*DIRECTIONS*:
Of all the lines in the records below, copy only those that contain the string "each".

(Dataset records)
****************************************

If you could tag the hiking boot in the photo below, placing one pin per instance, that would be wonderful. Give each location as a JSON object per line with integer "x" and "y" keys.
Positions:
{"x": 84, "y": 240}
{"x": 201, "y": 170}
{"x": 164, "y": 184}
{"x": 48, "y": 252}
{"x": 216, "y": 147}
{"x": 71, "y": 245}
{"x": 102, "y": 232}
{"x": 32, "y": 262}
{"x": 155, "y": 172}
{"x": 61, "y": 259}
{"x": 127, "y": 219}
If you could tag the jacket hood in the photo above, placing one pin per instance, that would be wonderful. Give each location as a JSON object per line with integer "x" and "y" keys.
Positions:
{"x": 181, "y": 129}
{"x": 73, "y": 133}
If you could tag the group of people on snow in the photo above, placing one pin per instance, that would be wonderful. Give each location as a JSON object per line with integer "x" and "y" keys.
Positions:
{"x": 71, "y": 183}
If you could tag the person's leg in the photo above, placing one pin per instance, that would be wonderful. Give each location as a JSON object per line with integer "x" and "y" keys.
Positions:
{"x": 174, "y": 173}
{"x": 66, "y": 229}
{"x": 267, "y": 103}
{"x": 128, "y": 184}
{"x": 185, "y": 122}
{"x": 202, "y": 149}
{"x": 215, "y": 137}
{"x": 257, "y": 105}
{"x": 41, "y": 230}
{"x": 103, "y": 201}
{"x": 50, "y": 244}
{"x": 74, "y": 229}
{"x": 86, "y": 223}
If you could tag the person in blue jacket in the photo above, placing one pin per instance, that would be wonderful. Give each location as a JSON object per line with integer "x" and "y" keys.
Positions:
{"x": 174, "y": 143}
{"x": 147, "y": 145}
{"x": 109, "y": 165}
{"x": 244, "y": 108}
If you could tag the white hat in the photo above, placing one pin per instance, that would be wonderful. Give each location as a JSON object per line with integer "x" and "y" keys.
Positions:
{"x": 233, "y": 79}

****************************************

*WORKED SOLUTION*:
If you could tag the hiking boot in the photo below, placing one pin per instance, that would be wonderful. Give each location as a JSON object per line with integer "x" and "y" keys.
If you could tag the jacket hood in the photo above, placing one pin per instance, that would be wonderful. Give each location as a JSON object per line with integer "x" and "y" keys.
If you could tag the group of people on snow in the photo above, placing one pin per instance, that would be wonderful. Give each location as a JSON object per line with integer "x" and "y" keys.
If you could tag the person's leg in the photo above, placing one pin per instance, that would be wonderful. Give each location as a JSON object per line with integer "x" and "y" keys.
If you could tag the person in blue jacket in the photo above, placing one pin per instance, that would be wonderful. Give each location as a JSON object per line with integer "x" and "y" keys.
If you could tag the white hat in the photo above, placing one pin per instance, that would be wonderful. Give each location as a JSON object per line with integer "x" and "y" keys.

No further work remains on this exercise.